◆ Stated task:
Quote the records that follow in full, leaving the pictures out.

◆ Provided material:
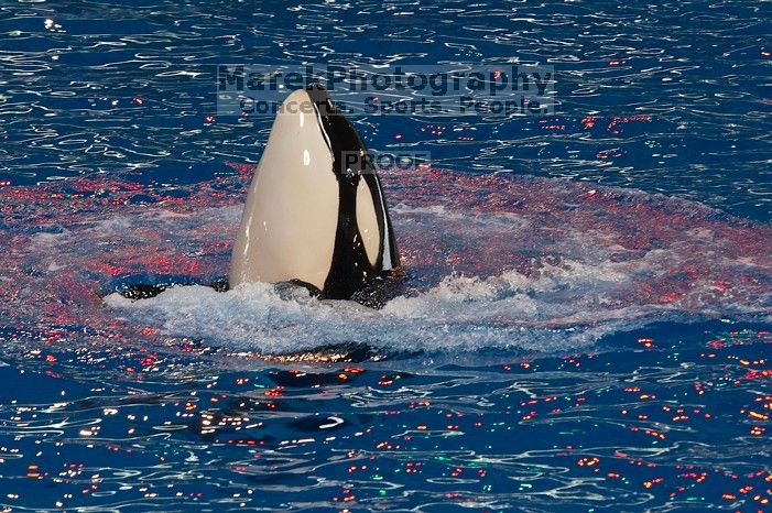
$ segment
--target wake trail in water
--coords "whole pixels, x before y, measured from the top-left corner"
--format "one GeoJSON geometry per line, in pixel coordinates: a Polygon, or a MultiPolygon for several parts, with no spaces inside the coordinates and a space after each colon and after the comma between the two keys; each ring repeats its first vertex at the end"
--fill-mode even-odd
{"type": "Polygon", "coordinates": [[[115,293],[227,273],[251,173],[237,170],[173,195],[85,179],[0,192],[6,329],[255,353],[554,351],[656,320],[772,313],[768,225],[635,190],[435,170],[382,173],[409,276],[381,310],[283,299],[267,284],[115,293]]]}

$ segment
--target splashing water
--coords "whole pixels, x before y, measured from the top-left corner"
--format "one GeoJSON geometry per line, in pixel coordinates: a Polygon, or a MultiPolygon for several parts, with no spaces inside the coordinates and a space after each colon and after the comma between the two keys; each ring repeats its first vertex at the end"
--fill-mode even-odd
{"type": "Polygon", "coordinates": [[[664,196],[436,170],[383,173],[409,279],[382,310],[284,301],[267,284],[175,286],[142,301],[115,293],[227,273],[251,173],[235,167],[172,192],[110,181],[2,192],[7,327],[261,354],[351,342],[570,350],[655,320],[772,309],[768,226],[664,196]]]}

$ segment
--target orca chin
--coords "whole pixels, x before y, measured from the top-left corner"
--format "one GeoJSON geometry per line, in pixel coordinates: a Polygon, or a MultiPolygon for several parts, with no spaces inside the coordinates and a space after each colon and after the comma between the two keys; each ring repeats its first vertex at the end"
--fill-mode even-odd
{"type": "Polygon", "coordinates": [[[367,148],[319,85],[276,114],[233,244],[230,287],[293,282],[378,306],[403,275],[367,148]],[[382,286],[383,285],[383,286],[382,286]]]}

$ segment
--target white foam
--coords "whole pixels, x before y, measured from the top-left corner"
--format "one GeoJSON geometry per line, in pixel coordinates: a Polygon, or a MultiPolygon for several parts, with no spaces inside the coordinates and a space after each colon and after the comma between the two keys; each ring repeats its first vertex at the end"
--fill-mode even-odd
{"type": "Polygon", "coordinates": [[[598,294],[624,281],[612,269],[581,264],[547,268],[533,277],[515,271],[487,280],[448,276],[381,310],[351,302],[282,299],[272,285],[260,283],[226,293],[177,286],[135,302],[112,294],[106,303],[168,336],[259,352],[351,341],[390,351],[548,350],[586,346],[617,329],[616,321],[643,315],[640,308],[598,307],[598,294]]]}

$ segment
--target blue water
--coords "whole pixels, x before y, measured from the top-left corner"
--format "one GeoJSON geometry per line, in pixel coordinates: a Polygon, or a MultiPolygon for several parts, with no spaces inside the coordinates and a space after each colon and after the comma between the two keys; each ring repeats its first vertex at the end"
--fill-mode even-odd
{"type": "Polygon", "coordinates": [[[770,509],[771,29],[740,1],[0,3],[0,505],[770,509]],[[554,116],[356,119],[437,170],[382,175],[410,273],[383,312],[100,298],[227,272],[271,120],[210,118],[217,64],[512,59],[555,67],[554,116]],[[274,358],[330,345],[355,361],[274,358]]]}

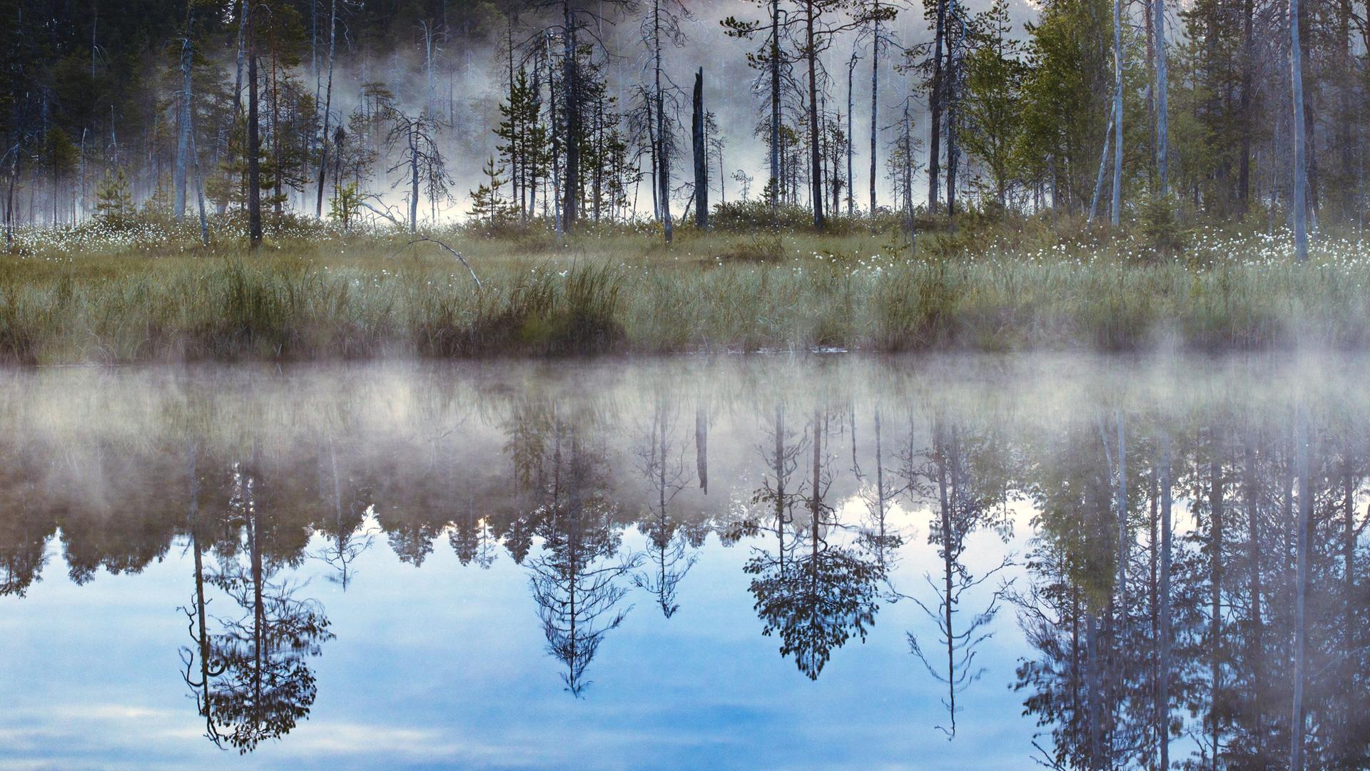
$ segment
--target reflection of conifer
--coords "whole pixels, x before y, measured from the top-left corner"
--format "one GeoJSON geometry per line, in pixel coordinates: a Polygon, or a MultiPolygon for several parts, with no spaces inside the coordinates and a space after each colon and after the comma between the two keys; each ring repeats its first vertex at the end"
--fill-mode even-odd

◆ Solution below:
$ segment
--target wake trail in water
--coords "whole pixels, x before y, measured from the top-left corner"
--format "one GeoJSON geometry per line, in pixel coordinates: a Polygon, or a MultiPolygon for several parts, with no spaces inside the coordinates and a space after each colon and after the comma between the two keys; each ring repeats its first vertex at the end"
--fill-mode even-odd
{"type": "Polygon", "coordinates": [[[115,293],[227,273],[251,173],[237,170],[173,195],[85,179],[0,192],[6,329],[255,353],[554,351],[656,320],[772,313],[768,225],[635,190],[435,170],[382,173],[409,276],[381,310],[283,299],[267,284],[115,293]]]}

$ segment
--target splashing water
--coords "whole pixels, x before y, measured from the top-left corner"
--format "one GeoJSON geometry per line, in pixel coordinates: a Polygon, or a MultiPolygon for several parts, with no spaces inside the coordinates and a space after each colon and after the comma between the two keys; each ring repeats its first vertex at the end"
--fill-mode even-odd
{"type": "Polygon", "coordinates": [[[664,196],[436,170],[383,173],[409,279],[382,310],[284,301],[267,284],[175,286],[142,301],[115,293],[227,273],[251,173],[235,167],[172,192],[110,181],[2,192],[7,327],[261,354],[351,342],[570,350],[655,320],[772,309],[768,226],[664,196]]]}

$ segment
--target orca chin
--coords "whole pixels, x before y, measured from the top-left corner"
--format "one GeoJSON geometry per line, in pixel coordinates: a Polygon, or a MultiPolygon for several parts, with no spaces inside the coordinates and a space after each colon and after the comma between the two keys; each ring repeats its first vertex at the end"
--fill-mode even-odd
{"type": "Polygon", "coordinates": [[[367,148],[319,85],[276,114],[233,244],[230,287],[293,282],[378,306],[403,275],[367,148]],[[382,286],[383,285],[383,286],[382,286]]]}

$ segment
--target white foam
--coords "whole pixels, x before y, measured from the top-left corner"
--format "one GeoJSON geometry per line, in pixel coordinates: a Polygon, or a MultiPolygon for several parts, with no spaces inside the coordinates and a space after each colon and after the comma between the two keys; each ring repeats its first vertex at the end"
--fill-mode even-odd
{"type": "Polygon", "coordinates": [[[598,294],[624,281],[612,269],[581,264],[547,268],[533,277],[515,271],[487,280],[448,276],[381,310],[351,302],[282,299],[272,285],[260,283],[226,293],[177,286],[135,302],[112,294],[106,303],[168,336],[259,352],[351,341],[390,351],[548,350],[586,346],[617,329],[616,321],[643,315],[640,308],[598,307],[598,294]]]}

$ segment
--target blue water
--coords "whole pixels, x before y, measured from the top-left corner"
--format "one GeoJSON geometry per line, in pixel coordinates: a Polygon, or a MultiPolygon for several parts, with no spaces inside the coordinates and a space after each colon and after the comma between the two keys; each ring repeats its first vertex at the end"
--fill-mode even-odd
{"type": "Polygon", "coordinates": [[[770,509],[771,29],[740,1],[0,3],[0,505],[770,509]],[[554,116],[356,119],[437,170],[382,175],[410,273],[383,312],[100,298],[227,272],[271,120],[210,118],[217,64],[512,59],[555,67],[554,116]],[[274,358],[330,345],[355,361],[274,358]]]}

$ segment
--target reflection of conifer
--coords "whole pixels, x before y, measured from the top-left corner"
--format "one GeoJSON geometry per line, in pixel coordinates: a Polygon, or a MultiPolygon for several parts, with no spaces inside the coordinates and a space after each colon and after the comma between the two keys; each ring repeats its first vertex at the end"
--fill-mode even-odd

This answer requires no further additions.